__YOUR GOAL__
Gather every line in the records below that contains the word "electrical", and copy each of those lines in full.

__PROVIDED MATERIAL__
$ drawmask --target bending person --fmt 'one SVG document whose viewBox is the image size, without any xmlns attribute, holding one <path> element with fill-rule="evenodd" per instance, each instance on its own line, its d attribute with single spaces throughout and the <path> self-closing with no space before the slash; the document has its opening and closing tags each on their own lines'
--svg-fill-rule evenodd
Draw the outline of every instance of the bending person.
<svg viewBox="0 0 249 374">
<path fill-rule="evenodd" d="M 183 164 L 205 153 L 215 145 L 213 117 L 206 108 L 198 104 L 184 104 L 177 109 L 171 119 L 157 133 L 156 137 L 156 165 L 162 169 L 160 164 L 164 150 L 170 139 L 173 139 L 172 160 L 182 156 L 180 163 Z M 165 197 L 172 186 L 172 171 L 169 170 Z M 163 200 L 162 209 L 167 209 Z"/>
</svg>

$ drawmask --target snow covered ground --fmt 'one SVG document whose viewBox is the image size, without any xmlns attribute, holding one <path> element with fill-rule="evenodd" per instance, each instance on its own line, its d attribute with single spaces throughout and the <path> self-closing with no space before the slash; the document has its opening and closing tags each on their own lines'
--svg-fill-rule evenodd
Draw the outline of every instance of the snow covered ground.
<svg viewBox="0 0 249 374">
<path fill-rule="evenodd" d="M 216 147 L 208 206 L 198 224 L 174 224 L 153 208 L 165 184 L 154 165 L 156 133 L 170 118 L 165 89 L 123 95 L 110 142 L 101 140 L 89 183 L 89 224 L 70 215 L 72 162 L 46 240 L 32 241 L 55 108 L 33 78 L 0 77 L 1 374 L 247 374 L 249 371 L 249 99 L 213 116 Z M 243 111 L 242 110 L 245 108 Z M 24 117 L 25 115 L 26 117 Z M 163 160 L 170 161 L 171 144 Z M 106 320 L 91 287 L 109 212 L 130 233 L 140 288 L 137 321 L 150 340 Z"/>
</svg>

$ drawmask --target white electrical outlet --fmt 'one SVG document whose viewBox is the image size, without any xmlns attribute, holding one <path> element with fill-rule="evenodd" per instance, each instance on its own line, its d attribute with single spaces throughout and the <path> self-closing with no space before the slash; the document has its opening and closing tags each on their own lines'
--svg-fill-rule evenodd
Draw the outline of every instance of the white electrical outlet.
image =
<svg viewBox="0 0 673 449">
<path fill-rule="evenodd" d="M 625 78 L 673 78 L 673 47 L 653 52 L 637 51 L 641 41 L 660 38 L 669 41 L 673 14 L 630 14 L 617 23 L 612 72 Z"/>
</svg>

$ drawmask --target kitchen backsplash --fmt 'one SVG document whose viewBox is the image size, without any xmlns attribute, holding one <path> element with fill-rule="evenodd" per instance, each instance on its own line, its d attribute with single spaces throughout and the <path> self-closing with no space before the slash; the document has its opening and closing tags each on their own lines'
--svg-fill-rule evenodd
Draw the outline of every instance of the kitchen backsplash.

__EXERCISE RESPONSE__
$ drawmask --target white electrical outlet --fmt 'one SVG document whose viewBox is the image size, without any xmlns attribute, holding one <path> element with fill-rule="evenodd" per instance, each instance on its own line, its d attribute with single spaces throughout and the <path> self-closing with no space before the slash; the document has its opening and closing tags each on their own lines'
Draw the outline of every instance of the white electrical outlet.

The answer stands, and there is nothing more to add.